In Clinical kidney journal
Background : Besides the classic logistic regression analysis, non-parametric methods based on machine learning techniques such as random forest are presently used to generate predictive models. The aim of this study was to evaluate random forest mortality prediction models in haemodialysis patients.
Methods : Data were acquired from incident haemodialysis patients between 1995 and 2015. Prediction of mortality at 6 months, 1 year and 2 years of haemodialysis was calculated using random forest and the accuracy was compared with logistic regression. Baseline data were constructed with the information obtained during the initial period of regular haemodialysis. Aiming to increase accuracy concerning baseline information of each patient, the period of time used to collect data was set at 30, 60 and 90 days after the first haemodialysis session.

- [AIM OF THE TASK]: In the haemodialysis text, at which time points was mortality predicted? The entries are separate material, unrelated to the haemodialysis text.

- [EXTRACTED INFORMATION]:

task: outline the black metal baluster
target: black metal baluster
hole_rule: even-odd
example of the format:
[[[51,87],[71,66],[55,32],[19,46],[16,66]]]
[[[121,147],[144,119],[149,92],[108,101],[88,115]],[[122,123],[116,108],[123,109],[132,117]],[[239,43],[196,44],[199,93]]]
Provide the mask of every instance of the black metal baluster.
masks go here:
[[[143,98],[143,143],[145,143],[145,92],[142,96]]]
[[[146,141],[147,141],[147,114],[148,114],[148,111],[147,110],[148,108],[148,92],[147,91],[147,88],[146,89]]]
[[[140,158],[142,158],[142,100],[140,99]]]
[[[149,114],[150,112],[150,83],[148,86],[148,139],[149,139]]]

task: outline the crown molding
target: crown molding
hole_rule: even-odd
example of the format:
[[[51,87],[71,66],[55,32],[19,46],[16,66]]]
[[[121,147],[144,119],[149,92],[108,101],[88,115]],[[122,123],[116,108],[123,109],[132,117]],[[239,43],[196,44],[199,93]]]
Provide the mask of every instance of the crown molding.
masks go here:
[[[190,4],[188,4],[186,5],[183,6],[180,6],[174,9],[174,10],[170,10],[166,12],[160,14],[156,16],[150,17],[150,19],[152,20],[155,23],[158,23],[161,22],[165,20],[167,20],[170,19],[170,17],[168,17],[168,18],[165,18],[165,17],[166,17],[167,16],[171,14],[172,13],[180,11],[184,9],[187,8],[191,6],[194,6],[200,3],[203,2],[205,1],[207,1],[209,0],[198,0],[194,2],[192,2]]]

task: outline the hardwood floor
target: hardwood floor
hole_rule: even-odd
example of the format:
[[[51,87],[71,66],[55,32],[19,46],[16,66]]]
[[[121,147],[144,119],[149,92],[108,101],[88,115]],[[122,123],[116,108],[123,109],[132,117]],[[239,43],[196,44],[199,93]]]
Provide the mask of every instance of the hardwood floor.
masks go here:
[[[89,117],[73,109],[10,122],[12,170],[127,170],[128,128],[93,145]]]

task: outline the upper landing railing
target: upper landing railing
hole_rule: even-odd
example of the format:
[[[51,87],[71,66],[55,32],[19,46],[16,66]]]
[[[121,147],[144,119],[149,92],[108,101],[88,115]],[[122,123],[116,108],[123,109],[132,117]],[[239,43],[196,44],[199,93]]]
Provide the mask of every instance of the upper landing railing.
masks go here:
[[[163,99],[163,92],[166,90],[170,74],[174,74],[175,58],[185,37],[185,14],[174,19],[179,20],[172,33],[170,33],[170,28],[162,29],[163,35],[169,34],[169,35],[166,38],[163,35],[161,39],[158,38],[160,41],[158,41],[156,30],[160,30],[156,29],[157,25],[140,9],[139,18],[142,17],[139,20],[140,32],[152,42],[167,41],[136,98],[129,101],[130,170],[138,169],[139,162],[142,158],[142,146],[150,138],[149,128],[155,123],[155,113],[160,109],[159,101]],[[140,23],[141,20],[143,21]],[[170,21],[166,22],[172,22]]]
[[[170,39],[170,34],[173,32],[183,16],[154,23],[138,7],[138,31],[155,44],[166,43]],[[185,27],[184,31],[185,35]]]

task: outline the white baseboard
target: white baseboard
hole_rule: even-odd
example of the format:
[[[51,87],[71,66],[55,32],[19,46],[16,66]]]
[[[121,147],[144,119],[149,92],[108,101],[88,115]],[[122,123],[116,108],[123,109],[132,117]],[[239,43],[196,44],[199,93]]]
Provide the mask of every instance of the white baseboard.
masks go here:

- [RESPONSE]: At 6 months, 1 year and 2 years of haemodialysis.